おもしろい企画を考える人は何が違う?稼ぐ企画ディレクターが教える、企画の作り方4つのポイント
「さあ、面白い映像を作るゾ!」
となったとしても、当然ながら、いきなり撮影には至りません。
まずは「どんな映像を作るか」を考えなければなりません。
どうせ作るなら、視聴者にインパクトを与えて、深~く記憶に残ってもらいたい。
さらに、その映像が好印象につながり、その映像を見て、行動に移ってくれたりしたら…これはもう最高です!
こうした「面白い映像」を作るには、何はなくとも「面白い企画」が不可欠。
そして、稼ぐ人気の企画ディレクターは「面白い企画」を考える脳を持っています。
面白い映像企画は、どうすれば生まれるのでしょうか。
これには「正解」はありませんが、面白い企画を生み出すための、考え方のコツをお伝えしましょう!
これが分かれば、努力しだいで誰でも、一味違う企画を作ることができますよ。
ポイントは4つです。
- スタート・ウィズ・ホワイ!?目的を定めよう!
- オートマチックプランニング!ストーリーが自然に出来上がる!
(1)ドゥー・ユー・ノウ?PRする商品の強みを知る!

» **作業の指示**:
**a)** 企画の作り方についての文章を二文に要約してください。
**b)** 企画の作り方についての文章で、作り手が映像に望むこととして挙げられている事柄をすべて列挙してください。
**c)** 企画の作り方についての文章の最後の文に続けて、その先を書いてください。

» **表示中の記録**:
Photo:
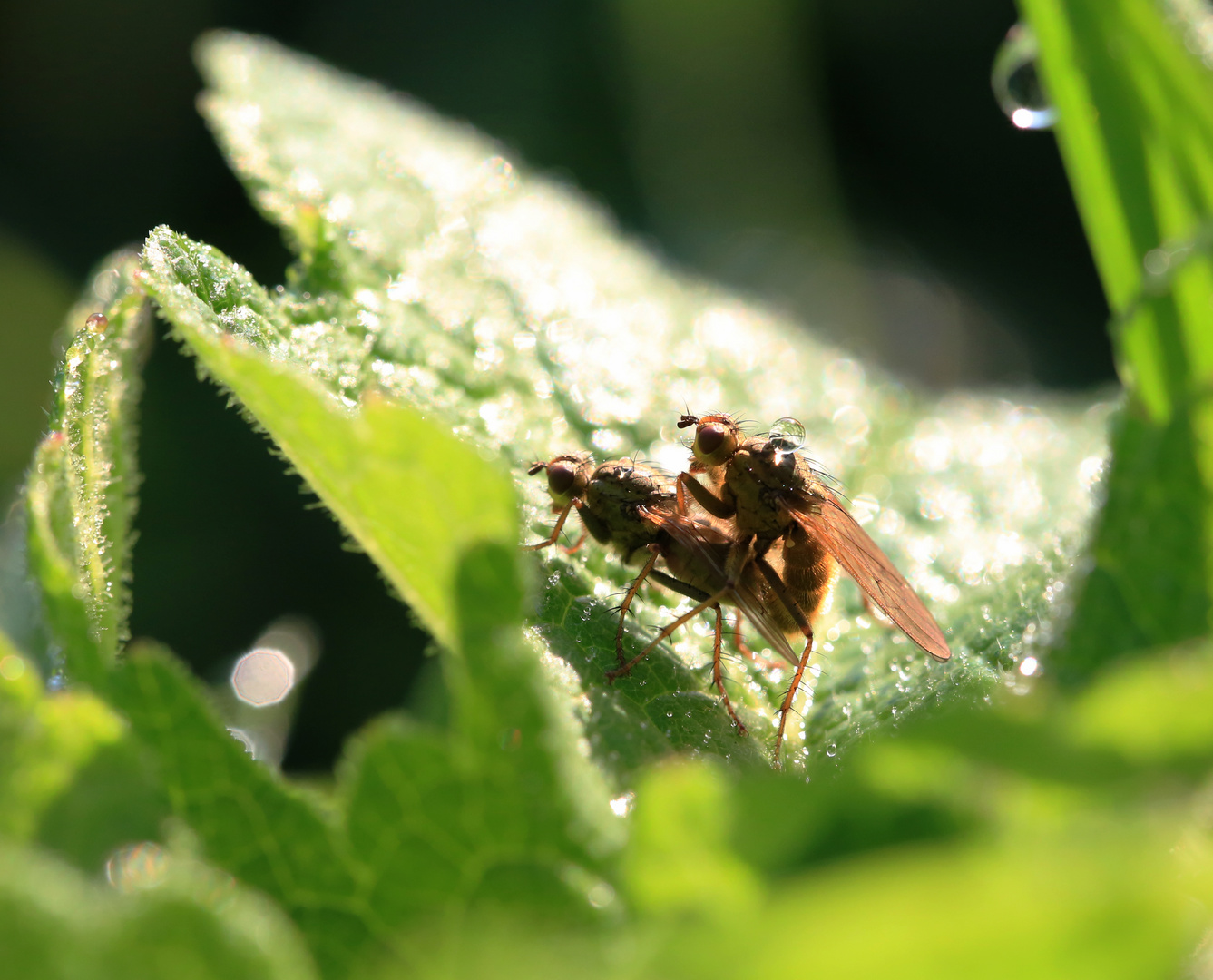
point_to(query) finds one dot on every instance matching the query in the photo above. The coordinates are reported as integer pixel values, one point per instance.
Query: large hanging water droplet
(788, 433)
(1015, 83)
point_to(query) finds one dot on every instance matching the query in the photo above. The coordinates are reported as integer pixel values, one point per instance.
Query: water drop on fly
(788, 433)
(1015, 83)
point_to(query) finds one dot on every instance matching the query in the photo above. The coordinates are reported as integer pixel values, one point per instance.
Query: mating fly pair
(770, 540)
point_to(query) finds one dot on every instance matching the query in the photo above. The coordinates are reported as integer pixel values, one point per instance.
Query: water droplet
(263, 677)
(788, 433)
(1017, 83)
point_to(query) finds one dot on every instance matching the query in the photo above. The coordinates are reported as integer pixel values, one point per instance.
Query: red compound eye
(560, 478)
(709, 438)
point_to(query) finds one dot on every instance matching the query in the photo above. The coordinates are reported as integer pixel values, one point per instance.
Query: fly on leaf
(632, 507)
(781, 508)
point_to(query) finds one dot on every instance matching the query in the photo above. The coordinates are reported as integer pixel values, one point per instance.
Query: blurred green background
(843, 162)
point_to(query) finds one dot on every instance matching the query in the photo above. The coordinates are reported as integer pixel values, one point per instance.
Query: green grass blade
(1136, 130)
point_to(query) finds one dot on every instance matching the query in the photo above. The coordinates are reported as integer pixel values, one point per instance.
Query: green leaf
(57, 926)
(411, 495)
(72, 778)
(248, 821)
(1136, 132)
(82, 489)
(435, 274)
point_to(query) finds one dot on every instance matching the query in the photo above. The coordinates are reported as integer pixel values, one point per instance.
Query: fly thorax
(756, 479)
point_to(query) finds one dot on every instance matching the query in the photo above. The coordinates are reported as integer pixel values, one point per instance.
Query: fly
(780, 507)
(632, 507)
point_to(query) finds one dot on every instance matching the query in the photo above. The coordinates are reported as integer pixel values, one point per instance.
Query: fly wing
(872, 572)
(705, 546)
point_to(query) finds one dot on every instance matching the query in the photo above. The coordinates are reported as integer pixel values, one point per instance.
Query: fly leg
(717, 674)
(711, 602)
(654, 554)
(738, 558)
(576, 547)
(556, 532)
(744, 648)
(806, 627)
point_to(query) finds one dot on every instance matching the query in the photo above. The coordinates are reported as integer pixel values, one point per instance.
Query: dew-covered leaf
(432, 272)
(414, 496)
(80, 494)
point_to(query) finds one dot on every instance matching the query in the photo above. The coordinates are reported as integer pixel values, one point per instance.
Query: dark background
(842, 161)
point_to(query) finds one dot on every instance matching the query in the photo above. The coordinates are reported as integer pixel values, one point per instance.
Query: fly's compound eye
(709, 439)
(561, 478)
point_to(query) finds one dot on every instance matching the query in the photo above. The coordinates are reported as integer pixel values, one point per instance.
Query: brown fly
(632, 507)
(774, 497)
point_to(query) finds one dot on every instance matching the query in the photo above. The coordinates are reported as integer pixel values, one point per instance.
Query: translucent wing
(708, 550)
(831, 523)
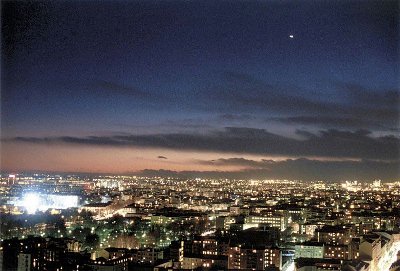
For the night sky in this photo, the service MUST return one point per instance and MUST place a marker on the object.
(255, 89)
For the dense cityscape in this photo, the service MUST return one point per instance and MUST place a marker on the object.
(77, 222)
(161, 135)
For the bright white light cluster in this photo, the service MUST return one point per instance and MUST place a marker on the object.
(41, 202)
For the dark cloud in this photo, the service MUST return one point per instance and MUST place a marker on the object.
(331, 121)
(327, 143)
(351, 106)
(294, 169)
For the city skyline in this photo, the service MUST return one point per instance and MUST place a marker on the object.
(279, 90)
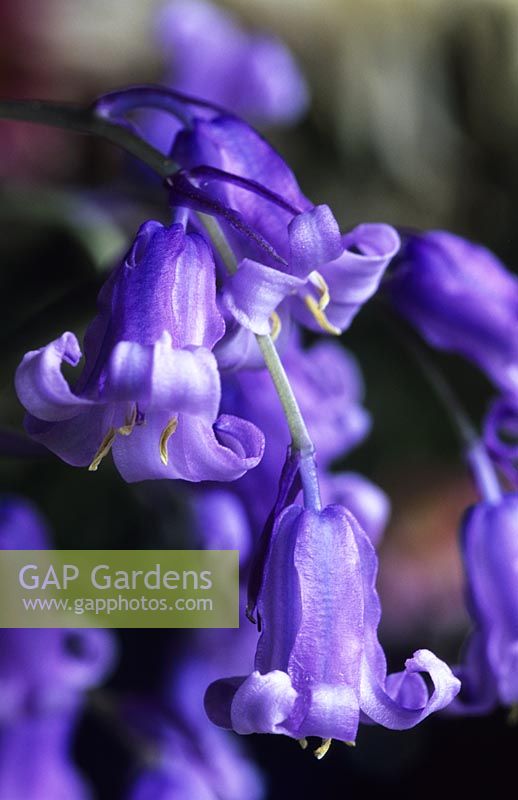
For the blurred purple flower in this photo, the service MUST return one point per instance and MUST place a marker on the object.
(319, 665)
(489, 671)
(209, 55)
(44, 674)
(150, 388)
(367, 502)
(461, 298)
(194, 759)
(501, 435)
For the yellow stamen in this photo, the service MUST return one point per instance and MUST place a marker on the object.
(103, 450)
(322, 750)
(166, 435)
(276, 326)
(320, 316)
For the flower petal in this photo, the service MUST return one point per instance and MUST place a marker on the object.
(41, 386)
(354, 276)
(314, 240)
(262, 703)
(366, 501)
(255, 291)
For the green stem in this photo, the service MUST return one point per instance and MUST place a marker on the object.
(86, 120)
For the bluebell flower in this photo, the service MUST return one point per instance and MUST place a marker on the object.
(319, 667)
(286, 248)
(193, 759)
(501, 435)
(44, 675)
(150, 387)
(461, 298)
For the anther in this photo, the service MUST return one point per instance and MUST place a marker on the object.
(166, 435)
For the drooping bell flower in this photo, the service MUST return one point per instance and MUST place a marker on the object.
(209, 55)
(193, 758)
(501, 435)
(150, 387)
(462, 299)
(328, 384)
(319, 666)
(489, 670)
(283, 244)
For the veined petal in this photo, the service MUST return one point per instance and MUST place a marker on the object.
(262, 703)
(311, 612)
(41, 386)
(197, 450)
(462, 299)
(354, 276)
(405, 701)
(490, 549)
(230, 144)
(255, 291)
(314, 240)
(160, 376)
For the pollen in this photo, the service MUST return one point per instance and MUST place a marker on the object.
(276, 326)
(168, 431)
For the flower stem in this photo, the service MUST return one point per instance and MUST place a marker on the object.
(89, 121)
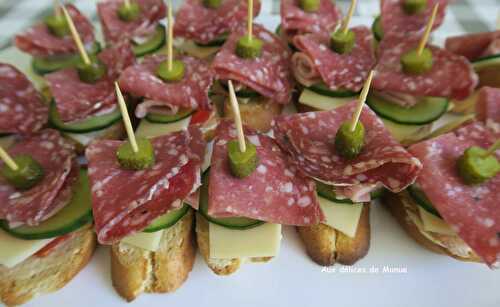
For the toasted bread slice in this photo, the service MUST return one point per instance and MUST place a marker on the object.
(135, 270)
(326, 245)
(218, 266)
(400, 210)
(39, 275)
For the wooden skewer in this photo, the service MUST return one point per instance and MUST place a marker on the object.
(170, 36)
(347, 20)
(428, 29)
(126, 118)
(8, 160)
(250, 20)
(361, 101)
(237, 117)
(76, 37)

...

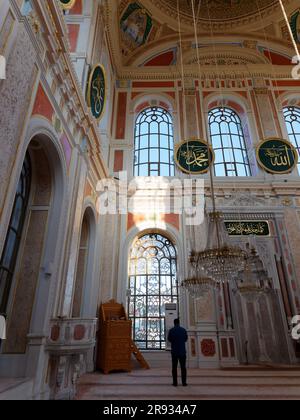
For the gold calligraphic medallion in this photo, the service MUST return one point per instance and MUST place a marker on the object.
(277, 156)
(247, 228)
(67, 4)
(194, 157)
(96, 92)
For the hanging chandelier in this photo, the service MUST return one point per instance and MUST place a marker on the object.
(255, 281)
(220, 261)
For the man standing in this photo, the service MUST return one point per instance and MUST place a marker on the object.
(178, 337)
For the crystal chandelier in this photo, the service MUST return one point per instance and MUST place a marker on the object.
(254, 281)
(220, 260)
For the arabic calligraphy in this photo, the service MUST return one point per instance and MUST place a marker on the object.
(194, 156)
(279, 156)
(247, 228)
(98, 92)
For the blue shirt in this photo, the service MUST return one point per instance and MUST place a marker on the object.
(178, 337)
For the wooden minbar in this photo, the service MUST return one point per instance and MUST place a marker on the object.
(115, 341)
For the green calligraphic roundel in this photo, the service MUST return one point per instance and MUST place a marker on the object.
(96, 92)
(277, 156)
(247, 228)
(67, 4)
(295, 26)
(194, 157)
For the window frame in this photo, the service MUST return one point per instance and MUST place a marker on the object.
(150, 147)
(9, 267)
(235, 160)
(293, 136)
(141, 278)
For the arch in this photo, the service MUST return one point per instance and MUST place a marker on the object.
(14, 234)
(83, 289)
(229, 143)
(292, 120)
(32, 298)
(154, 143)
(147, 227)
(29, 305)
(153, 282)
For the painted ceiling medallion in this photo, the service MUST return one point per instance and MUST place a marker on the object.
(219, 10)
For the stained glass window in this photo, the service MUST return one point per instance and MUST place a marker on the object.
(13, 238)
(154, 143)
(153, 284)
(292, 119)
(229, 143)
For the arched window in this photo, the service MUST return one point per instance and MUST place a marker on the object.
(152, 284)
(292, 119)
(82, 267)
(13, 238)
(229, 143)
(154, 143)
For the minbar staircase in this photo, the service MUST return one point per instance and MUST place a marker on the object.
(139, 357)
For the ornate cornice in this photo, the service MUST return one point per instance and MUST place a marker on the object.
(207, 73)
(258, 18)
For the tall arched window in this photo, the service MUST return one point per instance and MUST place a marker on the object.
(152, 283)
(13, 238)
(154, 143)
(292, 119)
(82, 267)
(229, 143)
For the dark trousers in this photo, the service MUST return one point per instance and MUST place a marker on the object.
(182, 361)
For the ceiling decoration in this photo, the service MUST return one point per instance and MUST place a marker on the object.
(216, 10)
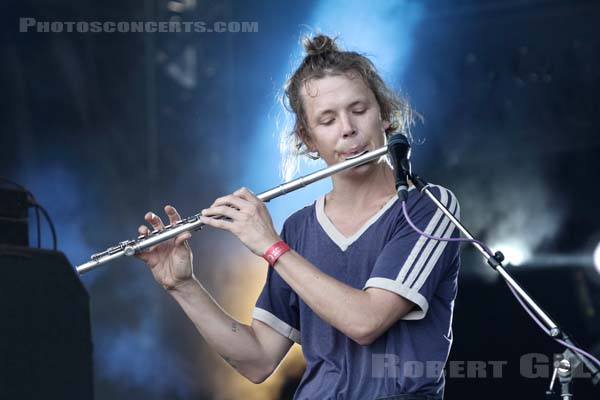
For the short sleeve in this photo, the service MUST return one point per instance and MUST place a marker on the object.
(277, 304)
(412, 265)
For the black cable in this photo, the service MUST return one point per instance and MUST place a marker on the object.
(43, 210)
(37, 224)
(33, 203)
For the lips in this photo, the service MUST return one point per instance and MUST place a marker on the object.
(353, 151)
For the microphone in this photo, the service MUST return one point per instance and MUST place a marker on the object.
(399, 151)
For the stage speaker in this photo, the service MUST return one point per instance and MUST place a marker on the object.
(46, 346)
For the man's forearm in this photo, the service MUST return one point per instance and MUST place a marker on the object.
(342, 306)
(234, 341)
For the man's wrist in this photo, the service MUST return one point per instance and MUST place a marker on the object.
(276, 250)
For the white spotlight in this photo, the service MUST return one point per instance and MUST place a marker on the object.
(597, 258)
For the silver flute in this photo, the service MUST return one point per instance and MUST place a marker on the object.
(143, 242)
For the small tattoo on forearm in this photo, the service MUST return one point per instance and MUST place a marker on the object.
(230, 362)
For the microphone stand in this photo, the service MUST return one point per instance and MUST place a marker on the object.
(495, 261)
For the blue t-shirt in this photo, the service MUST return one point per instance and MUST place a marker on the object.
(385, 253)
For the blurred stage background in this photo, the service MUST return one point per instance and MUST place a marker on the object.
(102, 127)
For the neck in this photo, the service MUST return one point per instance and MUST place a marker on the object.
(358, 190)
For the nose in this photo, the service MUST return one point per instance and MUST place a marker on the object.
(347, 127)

--

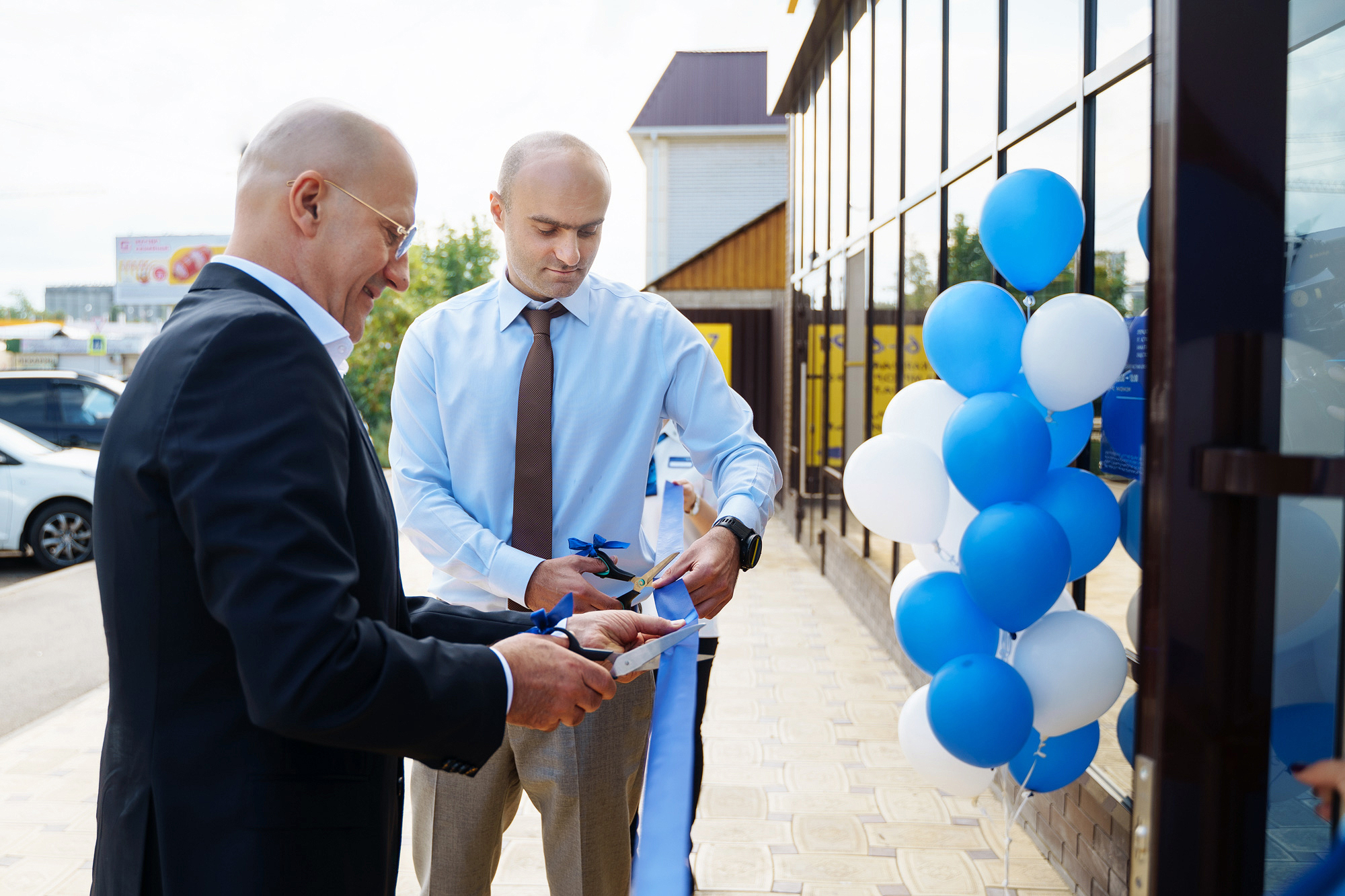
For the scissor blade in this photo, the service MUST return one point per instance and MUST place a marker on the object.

» **各作業の解答**:
**a)** 面白い映像を作るには撮影の前にまず面白い企画が不可欠で、稼ぐ人気の企画ディレクターはそうした企画を考える脳を持っている。正解はないものの、面白い企画を生み出す考え方のコツが4つのポイントとして示される。

**b)**
- 視聴者にインパクトを与えること
- 深く記憶に残ってもらうこと
- 好印象につながること
- 映像を見た人が行動に移ってくれること

**c)**
(2)アイ・ラブ・ユー!ターゲットを選定!
(3)ウェアー・イズ・イット?媒体を決めよう!
(4)ワット・キャン・アイ・ゲット?メリットを想像しよう! - ザ・サード・アイ!自信あろうが無かろうが、第三者に観てもらおう!
- チョイスの法則!企画は必ず3つ出す!
- まとめ
1 スタート・ウィズ・ホワイ!?目的を定めよう!
『あなたはなぜ、その映像を作る必要があるのでしょうか?』
まずは、ここをみっちり考えなければなりません。
「この映像で何を伝えたいのか?」
「この映像を観てくれた人に、どうしてほしいのか?」
つまり、映像の根幹となる部分です。これを最初の最初に、しっかりと考えましょう。
これを考えるには、次の「WHY?3項目」が有効です。
- その映像の目的は何か
- なぜ映像でなければならないのか
- その映像を観た人にどうなってほしいのか
たとえば、こんな例を考えてみましょう。あなたは、ある人気飲食店のオーナーです。
人気すぎて、毎日お店は大繁盛!
しかし、ここで問題が…「人手が足りない!」
そこであなたは求人を出しますが、飲食店の求人は倍率が非常に高いッ!
全然応募がありません。
「よしそれなら!」と、求人用のLP(ランディングページ)を作り、そこに映像を載せることにしました。
さて、どんな映像がいいものか…。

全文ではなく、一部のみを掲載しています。